[START]
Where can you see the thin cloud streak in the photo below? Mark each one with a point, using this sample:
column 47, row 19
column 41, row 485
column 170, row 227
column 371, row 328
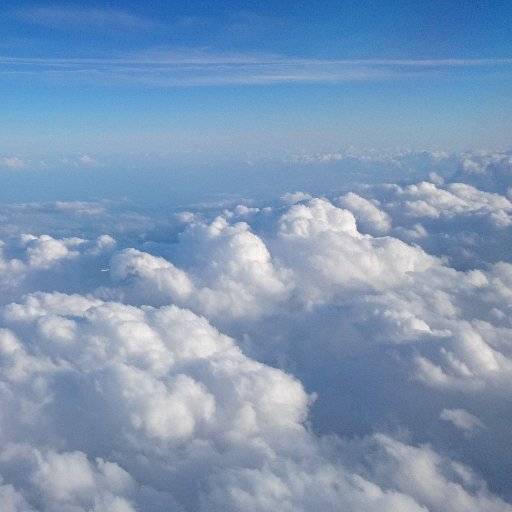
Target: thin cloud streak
column 196, row 67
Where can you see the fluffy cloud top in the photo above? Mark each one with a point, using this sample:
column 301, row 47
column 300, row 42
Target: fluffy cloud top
column 301, row 355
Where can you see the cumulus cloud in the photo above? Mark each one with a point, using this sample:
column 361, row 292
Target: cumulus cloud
column 313, row 352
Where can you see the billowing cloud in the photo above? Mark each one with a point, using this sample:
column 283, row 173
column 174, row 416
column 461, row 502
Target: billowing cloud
column 313, row 352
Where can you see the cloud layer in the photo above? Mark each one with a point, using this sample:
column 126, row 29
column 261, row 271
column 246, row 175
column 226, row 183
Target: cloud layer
column 346, row 352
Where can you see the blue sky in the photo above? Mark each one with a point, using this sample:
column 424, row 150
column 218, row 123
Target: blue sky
column 240, row 78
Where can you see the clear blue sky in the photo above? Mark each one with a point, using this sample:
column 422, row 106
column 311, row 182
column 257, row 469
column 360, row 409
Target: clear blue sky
column 121, row 78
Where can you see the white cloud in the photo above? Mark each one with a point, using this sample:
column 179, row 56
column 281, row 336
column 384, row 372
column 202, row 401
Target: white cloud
column 293, row 356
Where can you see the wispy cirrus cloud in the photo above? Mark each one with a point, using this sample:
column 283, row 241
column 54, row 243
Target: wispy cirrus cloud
column 203, row 66
column 61, row 17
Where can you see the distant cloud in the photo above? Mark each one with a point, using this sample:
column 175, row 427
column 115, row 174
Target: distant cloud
column 201, row 67
column 298, row 355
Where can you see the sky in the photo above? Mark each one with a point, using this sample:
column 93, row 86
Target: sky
column 255, row 256
column 169, row 80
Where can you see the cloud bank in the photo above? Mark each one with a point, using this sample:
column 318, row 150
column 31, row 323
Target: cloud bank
column 343, row 352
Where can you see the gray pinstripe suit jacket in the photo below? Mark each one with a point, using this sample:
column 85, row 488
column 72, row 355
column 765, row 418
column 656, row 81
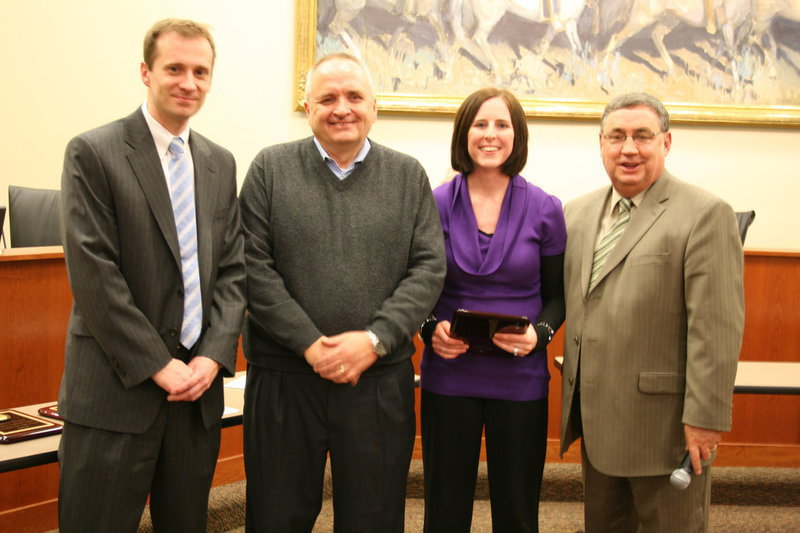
[END]
§ Request
Revise the part of the listing that opens with the line containing "Where can you see the cumulus" and closes with the line containing "column 61, row 17" so that every "Target" becomes "Label". Leave all else in those lines unchanged, and give only those lines.

§ Solution below
Where can you see the cumulus cloud in the photo above? Mark each one with a point, using this sample:
column 361, row 292
Label: cumulus cloud
column 313, row 352
Where can you see the billowing cloud in the photo above? Mark each one with a point, using this sample:
column 283, row 173
column 174, row 416
column 461, row 502
Label: billowing cloud
column 313, row 352
Where can you see the cloud layer in the photo above? Mark each one with a point, using this sample:
column 126, row 29
column 261, row 271
column 246, row 175
column 226, row 183
Label: cloud layer
column 346, row 352
Where can you see the blue sky in the photo above? Mark each one with a point, using this sample:
column 424, row 150
column 218, row 123
Label: blue sky
column 240, row 78
Where can you see the clear blue sky in the photo above? Mark each one with a point, using this sample:
column 422, row 106
column 311, row 182
column 257, row 469
column 360, row 409
Label: clear blue sky
column 121, row 78
Where can you see the white cloud in the photo above? Mark each one with a point, using this sample:
column 179, row 56
column 281, row 336
column 384, row 372
column 202, row 401
Label: white cloud
column 293, row 356
Where can you see the wispy cirrus cloud in the photo above? Mark each one with a point, using this sample:
column 283, row 241
column 54, row 243
Label: wispy cirrus cloud
column 203, row 66
column 61, row 17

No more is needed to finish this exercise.